## Given problem A
Copy the stretch of the intelligence estimate from "3. Communist domination" through "Burma in 1951.".

— Start of Text excerpt —

INR Files1
Memorandum by the Central Intelligence Agency
NIE–20
National Intelligence Estimate2
Resistance of Thailand, Burma, and Malaya to Communist Pressures in the Event of a Communist Victory in Indochina in 19513
the problem
To assess the will and ability of Thailand, Burma, and Malaya to resist Communist political and military pressures or outright invasion in the event of a Communist victory in Indochina in 1951.
[Page 28]conclusions
1. A Viet Minh victory in Indochina in 1951, if accomplished without the intervention of Chinese Communist forces, would result in increased intimidation and subversive activity directed against Thailand and Burma, but it would not necessarily lead to the early establishment of Communist or Communist-dominated governments in these two countries.
2. A Viet Minh victory in Indochina in 1951, if accomplished through Chinese Communist military intervention, would increase the susceptibility of Thailand and Burma to Communist pressures and we believe that, in the absence of effective internal countermeasures and outside support, these two countries would be obliged to seek an accommodation with the Communist powers.
3. Communist domination of Thailand and Burma, as well as Indochina, would greatly increase British security problems in Malaya. We believe that the British under these circumstances would not be able to maintain even their present degree of control in Malaya without a very considerable increase in their military and economic commitments.
4. It is most unlikely that the Viet Minh, without Chinese Communist participation, would attempt to conquer Thailand and Burma in 1951.
5. If the Chinese Communists, after establishing control over Indochina, continued their military advance into Burma and Thailand, we believe that both those countries would rapidly fall to the Communists, unless the UN or the Western Powers interposed their own forces. A Chinese Communist invasion of Malaya would be more difficult, but would probably succeed unless Malaya were greatly reinforced.
6. It is most improbable that a regional defense of Southeast Asia could be organized in time to stop the Chinese Communists if they followed up the conquest of Indochina in 1951 with a military advance into other countries of the area.
discussion
7. In the event that the Viet Minh should succeed in conquering Indochina during 1951 without large-scale intervention by Chinese Communist forces, the prestige of Ho Chi Minh4 would be greatly enhanced throughout Southeast Asia. Furthermore, the defeat of the French Union forces despite US support would intensify the feeling of insecurity in the neighboring countries and facilitate the spread of Communism in the area.
- a.
- Initially, if the Viet Minh did not demonstrate the intention, either alone or in collusion with the Chinese Communists, to embark [Page 29] on further military aggression, the governments of Burma and Thailand would continue to oppose Communism internally and would not align themselves with the Communist powers. Burma would probably recognize the Viet Minh Government and attempt to cultivate friendly relations with it. The Government of Thailand, although it also might recognize the Viet Minh Government, would attempt to build up its own defenses against Communist forces and undoubtedly would request increased US aid.
- b.
- A Viet Minh victory, nevertheless, would expose Burma and Thailand to increased subversion and intimidation which, in the absence of effective internal countermeasures (which they might not be capable of taking) and outside aid, might well lead to the eventual overthrow of the present non-Communist governments. Under such circumstances, the British security problem in Malaya would be greatly magnified.
8. Large-scale participation of Chinese Communist military forces in a Viet Minh victory would cause far greater repercussions in Southeast Asia than a victory by the Viet Minh alone. It would be interpreted as a success for Chinese arms rather than a victory for Indochinese nationalism. Throughout Southeast Asia, where there is already a strong antipathy for the Chinese, it would intensify fears of Chinese invasion and domination. In view of the general weakness of the countries in the area, however, Chinese Communist military intervention in Indochina would undermine the will of Thailand and Burma to resist and would increase the probability that they would accommodate with the Communist powers.

— End of Text excerpt —
— Start of Source material —

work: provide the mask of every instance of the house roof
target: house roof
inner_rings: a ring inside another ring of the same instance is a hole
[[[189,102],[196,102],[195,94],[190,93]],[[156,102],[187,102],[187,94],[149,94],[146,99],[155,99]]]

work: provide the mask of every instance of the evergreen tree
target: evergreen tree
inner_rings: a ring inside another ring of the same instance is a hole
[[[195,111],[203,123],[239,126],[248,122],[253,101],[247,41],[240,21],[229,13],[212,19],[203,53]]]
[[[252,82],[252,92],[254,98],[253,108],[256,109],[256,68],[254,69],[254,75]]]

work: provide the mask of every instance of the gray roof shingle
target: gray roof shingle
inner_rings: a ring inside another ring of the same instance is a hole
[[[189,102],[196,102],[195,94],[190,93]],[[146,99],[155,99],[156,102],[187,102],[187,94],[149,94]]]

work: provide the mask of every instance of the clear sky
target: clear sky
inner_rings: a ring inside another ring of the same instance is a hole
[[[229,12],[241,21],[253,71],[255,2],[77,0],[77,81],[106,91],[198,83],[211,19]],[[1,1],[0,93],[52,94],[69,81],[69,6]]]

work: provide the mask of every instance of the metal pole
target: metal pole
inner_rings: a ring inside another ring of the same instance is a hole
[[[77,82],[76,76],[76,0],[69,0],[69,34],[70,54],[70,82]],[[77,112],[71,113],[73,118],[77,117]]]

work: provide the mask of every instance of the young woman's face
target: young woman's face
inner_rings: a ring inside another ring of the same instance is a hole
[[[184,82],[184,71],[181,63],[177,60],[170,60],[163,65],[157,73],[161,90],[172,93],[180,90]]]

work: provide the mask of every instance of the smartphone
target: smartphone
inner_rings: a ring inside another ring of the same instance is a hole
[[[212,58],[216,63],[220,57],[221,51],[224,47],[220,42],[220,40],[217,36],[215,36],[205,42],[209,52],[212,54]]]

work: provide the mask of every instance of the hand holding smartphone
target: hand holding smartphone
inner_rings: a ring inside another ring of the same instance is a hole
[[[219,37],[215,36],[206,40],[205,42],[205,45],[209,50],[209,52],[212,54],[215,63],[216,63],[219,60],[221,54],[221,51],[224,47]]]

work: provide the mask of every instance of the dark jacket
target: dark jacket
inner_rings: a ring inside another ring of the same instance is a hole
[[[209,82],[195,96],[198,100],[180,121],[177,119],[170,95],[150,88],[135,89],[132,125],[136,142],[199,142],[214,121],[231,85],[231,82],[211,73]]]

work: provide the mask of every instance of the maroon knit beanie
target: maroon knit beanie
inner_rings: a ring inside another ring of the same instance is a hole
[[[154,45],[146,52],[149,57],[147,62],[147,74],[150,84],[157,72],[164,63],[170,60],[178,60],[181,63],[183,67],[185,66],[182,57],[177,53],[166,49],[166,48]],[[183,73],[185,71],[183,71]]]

— End of Source material —

## Given problem B
Repeat the stretch of the records from the line containing "work: provide the mask of every instance of the hand" through the end of the records.

## Full response A
3. Communist domination of Thailand and Burma, as well as Indochina, would greatly increase British security problems in Malaya. We believe that the British under these circumstances would not be able to maintain even their present degree of control in Malaya without a very considerable increase in their military and economic commitments.
4. It is most unlikely that the Viet Minh, without Chinese Communist participation, would attempt to conquer Thailand and Burma in 1951.

## Full response B
work: provide the mask of every instance of the hand holding smartphone
target: hand holding smartphone
inner_rings: a ring inside another ring of the same instance is a hole
[[[219,37],[215,36],[206,40],[205,42],[205,45],[209,50],[209,52],[212,54],[215,63],[216,63],[219,60],[221,54],[221,51],[224,47]]]

work: provide the mask of every instance of the dark jacket
target: dark jacket
inner_rings: a ring inside another ring of the same instance is a hole
[[[209,82],[195,96],[198,100],[180,121],[177,119],[170,95],[150,88],[135,89],[132,125],[136,142],[199,142],[214,121],[231,85],[231,82],[211,73]]]

work: provide the mask of every instance of the maroon knit beanie
target: maroon knit beanie
inner_rings: a ring inside another ring of the same instance is a hole
[[[154,45],[146,52],[149,57],[147,62],[147,74],[150,84],[157,72],[164,63],[170,60],[178,60],[181,63],[183,67],[185,66],[182,57],[177,53],[166,49],[166,48]],[[183,73],[185,71],[183,71]]]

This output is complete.